● Dataset extract
○ ○ ○
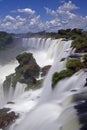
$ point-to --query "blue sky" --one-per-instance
(37, 15)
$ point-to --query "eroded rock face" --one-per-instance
(27, 72)
(45, 70)
(6, 117)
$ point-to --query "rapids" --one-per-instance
(47, 109)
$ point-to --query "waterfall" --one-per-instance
(48, 109)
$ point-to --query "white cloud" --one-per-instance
(9, 18)
(62, 17)
(26, 10)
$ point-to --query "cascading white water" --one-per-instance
(40, 47)
(51, 110)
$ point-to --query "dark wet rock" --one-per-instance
(82, 114)
(45, 70)
(6, 117)
(27, 72)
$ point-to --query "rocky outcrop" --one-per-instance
(27, 72)
(6, 117)
(45, 70)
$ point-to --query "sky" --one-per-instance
(20, 16)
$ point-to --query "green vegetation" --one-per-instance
(27, 71)
(72, 66)
(5, 39)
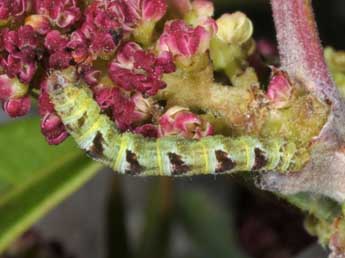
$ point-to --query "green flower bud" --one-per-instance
(235, 28)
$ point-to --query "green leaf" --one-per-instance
(35, 177)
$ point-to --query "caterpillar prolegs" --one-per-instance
(128, 153)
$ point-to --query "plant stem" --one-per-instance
(299, 46)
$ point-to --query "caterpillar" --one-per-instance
(128, 153)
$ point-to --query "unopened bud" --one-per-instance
(235, 28)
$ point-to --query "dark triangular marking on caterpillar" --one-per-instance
(224, 162)
(260, 159)
(179, 167)
(134, 167)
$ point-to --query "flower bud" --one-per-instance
(62, 13)
(279, 89)
(153, 10)
(180, 121)
(11, 9)
(143, 107)
(203, 8)
(182, 40)
(134, 69)
(51, 125)
(53, 129)
(17, 107)
(11, 88)
(235, 28)
(147, 130)
(21, 46)
(56, 44)
(39, 23)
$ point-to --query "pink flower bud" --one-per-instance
(134, 69)
(21, 46)
(180, 121)
(62, 13)
(11, 88)
(143, 107)
(13, 8)
(105, 96)
(51, 125)
(183, 40)
(279, 89)
(153, 10)
(39, 23)
(17, 107)
(127, 111)
(148, 130)
(90, 75)
(203, 8)
(53, 129)
(56, 44)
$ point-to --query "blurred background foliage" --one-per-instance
(113, 216)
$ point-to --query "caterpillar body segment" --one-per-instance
(128, 153)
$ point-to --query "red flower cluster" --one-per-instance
(51, 125)
(13, 9)
(61, 13)
(180, 121)
(183, 40)
(58, 34)
(20, 57)
(136, 70)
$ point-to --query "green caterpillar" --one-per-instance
(128, 153)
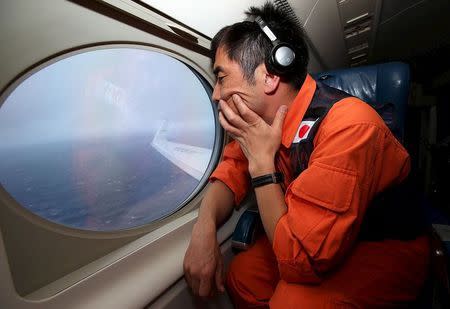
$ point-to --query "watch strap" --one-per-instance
(259, 181)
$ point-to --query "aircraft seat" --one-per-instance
(384, 86)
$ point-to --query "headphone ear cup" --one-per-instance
(282, 58)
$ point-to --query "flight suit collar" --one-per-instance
(297, 110)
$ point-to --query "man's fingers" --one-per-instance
(205, 287)
(227, 126)
(247, 114)
(279, 117)
(234, 119)
(220, 277)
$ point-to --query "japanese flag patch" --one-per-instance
(303, 130)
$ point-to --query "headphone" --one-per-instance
(281, 59)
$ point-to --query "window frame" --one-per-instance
(189, 203)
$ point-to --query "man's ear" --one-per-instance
(271, 81)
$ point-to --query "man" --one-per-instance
(312, 254)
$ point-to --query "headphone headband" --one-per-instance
(282, 56)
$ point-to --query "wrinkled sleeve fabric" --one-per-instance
(326, 203)
(233, 171)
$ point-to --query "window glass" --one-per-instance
(107, 139)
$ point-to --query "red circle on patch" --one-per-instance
(303, 130)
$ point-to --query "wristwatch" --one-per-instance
(259, 181)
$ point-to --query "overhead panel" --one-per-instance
(358, 20)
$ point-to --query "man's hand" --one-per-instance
(258, 140)
(203, 262)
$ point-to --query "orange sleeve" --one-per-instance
(351, 162)
(233, 171)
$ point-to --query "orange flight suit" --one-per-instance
(316, 260)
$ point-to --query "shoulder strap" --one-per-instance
(303, 144)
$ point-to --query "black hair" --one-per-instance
(245, 43)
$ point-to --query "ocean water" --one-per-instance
(99, 184)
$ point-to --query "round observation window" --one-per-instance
(107, 139)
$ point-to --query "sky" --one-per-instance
(105, 92)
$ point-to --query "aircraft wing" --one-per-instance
(191, 159)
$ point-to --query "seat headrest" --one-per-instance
(378, 85)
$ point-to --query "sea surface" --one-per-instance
(101, 184)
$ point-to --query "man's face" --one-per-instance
(230, 80)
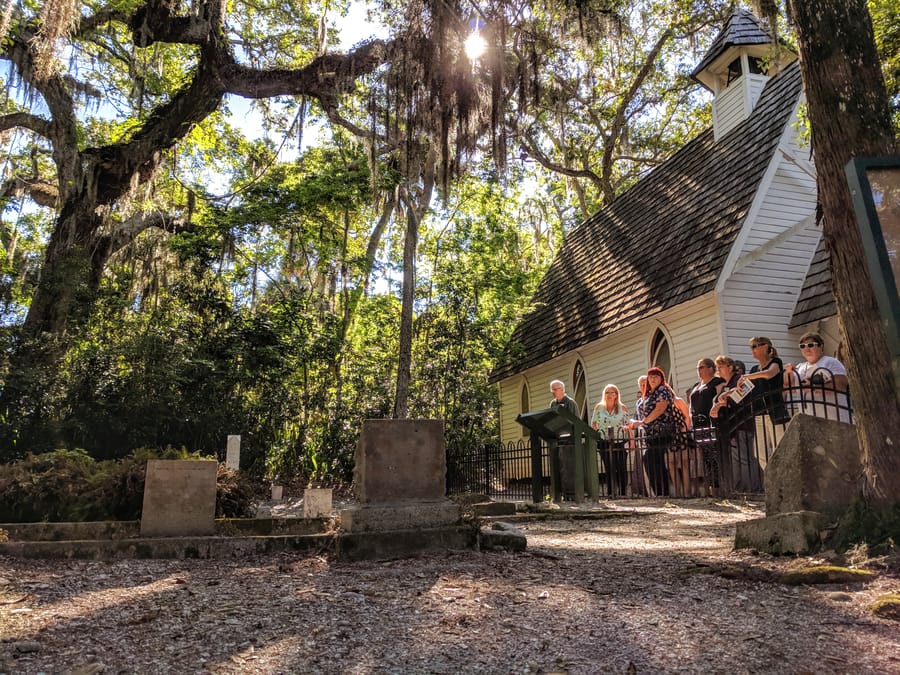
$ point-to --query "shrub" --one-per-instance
(69, 486)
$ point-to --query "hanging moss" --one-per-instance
(827, 574)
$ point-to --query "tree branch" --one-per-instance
(38, 125)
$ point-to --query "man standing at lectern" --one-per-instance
(565, 442)
(561, 398)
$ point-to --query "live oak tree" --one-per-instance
(164, 67)
(850, 116)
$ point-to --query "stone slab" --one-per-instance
(781, 534)
(179, 498)
(404, 543)
(815, 467)
(400, 516)
(316, 502)
(176, 548)
(501, 540)
(400, 459)
(494, 509)
(233, 452)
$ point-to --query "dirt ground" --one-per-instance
(656, 590)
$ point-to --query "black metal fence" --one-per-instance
(725, 457)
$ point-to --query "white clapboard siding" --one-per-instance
(759, 290)
(693, 332)
(729, 110)
(734, 105)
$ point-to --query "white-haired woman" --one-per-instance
(610, 418)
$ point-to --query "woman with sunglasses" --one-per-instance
(768, 376)
(656, 417)
(822, 381)
(736, 416)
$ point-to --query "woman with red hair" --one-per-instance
(657, 419)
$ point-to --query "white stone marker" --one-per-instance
(316, 502)
(233, 452)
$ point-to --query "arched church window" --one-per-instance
(660, 354)
(580, 390)
(523, 399)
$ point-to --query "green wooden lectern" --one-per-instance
(554, 425)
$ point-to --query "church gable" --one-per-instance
(661, 243)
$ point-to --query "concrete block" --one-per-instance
(505, 540)
(403, 543)
(494, 509)
(815, 467)
(400, 459)
(400, 516)
(179, 498)
(316, 502)
(783, 533)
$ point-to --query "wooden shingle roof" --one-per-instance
(742, 29)
(816, 300)
(659, 244)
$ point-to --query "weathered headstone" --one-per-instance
(811, 478)
(233, 452)
(316, 502)
(816, 467)
(179, 498)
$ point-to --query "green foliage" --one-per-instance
(69, 486)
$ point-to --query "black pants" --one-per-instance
(615, 465)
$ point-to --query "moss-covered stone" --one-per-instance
(827, 574)
(887, 606)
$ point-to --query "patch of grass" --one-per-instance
(887, 606)
(70, 486)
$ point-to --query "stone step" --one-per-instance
(166, 547)
(130, 529)
(345, 545)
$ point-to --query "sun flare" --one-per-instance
(475, 46)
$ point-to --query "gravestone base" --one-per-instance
(404, 543)
(811, 479)
(179, 498)
(316, 502)
(409, 515)
(781, 534)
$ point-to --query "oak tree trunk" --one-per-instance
(849, 117)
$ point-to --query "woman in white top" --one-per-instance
(821, 382)
(609, 418)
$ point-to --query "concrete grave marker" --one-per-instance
(179, 498)
(400, 474)
(316, 502)
(233, 452)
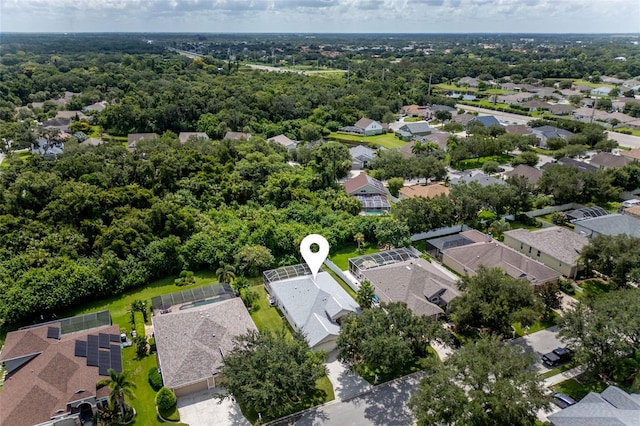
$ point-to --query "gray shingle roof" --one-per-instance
(314, 306)
(613, 224)
(560, 243)
(612, 407)
(413, 282)
(191, 342)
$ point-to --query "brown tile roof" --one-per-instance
(34, 393)
(633, 154)
(493, 254)
(428, 191)
(608, 160)
(413, 282)
(190, 341)
(633, 211)
(353, 185)
(532, 174)
(518, 129)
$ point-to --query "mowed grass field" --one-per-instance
(387, 140)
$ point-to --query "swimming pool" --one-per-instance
(201, 303)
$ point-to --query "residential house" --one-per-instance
(439, 138)
(284, 141)
(61, 124)
(464, 119)
(185, 136)
(77, 115)
(606, 160)
(312, 306)
(237, 136)
(52, 371)
(361, 157)
(436, 246)
(544, 133)
(134, 138)
(514, 98)
(424, 288)
(556, 247)
(633, 155)
(519, 129)
(532, 174)
(601, 91)
(633, 211)
(369, 127)
(467, 259)
(613, 224)
(468, 81)
(613, 406)
(561, 109)
(98, 107)
(417, 129)
(193, 339)
(480, 178)
(426, 191)
(416, 111)
(370, 192)
(486, 120)
(48, 149)
(585, 213)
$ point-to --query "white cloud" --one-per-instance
(322, 15)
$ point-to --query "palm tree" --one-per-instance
(366, 295)
(121, 389)
(226, 273)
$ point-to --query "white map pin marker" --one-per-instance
(314, 260)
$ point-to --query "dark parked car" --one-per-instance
(562, 400)
(557, 356)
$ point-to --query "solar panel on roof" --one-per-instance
(81, 348)
(53, 333)
(103, 340)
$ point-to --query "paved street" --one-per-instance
(386, 405)
(540, 342)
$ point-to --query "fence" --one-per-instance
(440, 232)
(340, 274)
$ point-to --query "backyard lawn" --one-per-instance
(387, 140)
(341, 257)
(578, 390)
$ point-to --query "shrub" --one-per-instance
(155, 379)
(165, 399)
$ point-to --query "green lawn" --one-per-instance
(118, 305)
(540, 324)
(578, 390)
(387, 140)
(476, 163)
(592, 288)
(341, 257)
(264, 316)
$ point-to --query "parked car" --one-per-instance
(562, 400)
(556, 357)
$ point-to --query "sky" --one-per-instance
(322, 16)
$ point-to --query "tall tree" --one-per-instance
(271, 372)
(121, 390)
(486, 383)
(385, 340)
(493, 300)
(366, 294)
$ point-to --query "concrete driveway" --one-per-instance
(202, 409)
(540, 343)
(345, 384)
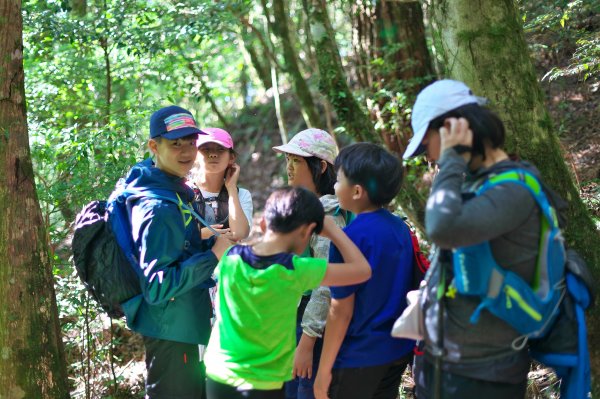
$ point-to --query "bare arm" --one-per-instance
(238, 223)
(355, 268)
(340, 315)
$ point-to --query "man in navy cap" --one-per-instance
(173, 311)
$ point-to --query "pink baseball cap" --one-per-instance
(215, 135)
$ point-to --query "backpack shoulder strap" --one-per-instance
(527, 180)
(185, 209)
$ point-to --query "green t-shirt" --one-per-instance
(253, 340)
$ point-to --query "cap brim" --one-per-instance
(414, 144)
(202, 140)
(179, 133)
(291, 149)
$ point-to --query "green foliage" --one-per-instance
(573, 24)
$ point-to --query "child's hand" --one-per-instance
(206, 233)
(231, 177)
(322, 383)
(329, 227)
(303, 358)
(221, 245)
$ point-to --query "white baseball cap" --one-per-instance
(435, 100)
(311, 143)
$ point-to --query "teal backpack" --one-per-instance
(547, 313)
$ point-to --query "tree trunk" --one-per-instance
(262, 69)
(394, 32)
(280, 27)
(332, 79)
(32, 364)
(483, 45)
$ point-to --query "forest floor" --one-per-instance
(574, 107)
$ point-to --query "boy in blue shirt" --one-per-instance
(360, 359)
(251, 349)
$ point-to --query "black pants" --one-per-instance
(174, 370)
(216, 390)
(376, 382)
(455, 386)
○ ○ ○
● Your instructions
List every line above that contains the string "flower", and note that case counts.

● Answer to the problem
$ point-to --query "green flower bud" --one-per-instance
$ point-to --query "flower bud" --one-per-instance
$ point-to --query "pink flower bud" --one-per-instance
$ point-to --query "red flower cluster" --one-per-instance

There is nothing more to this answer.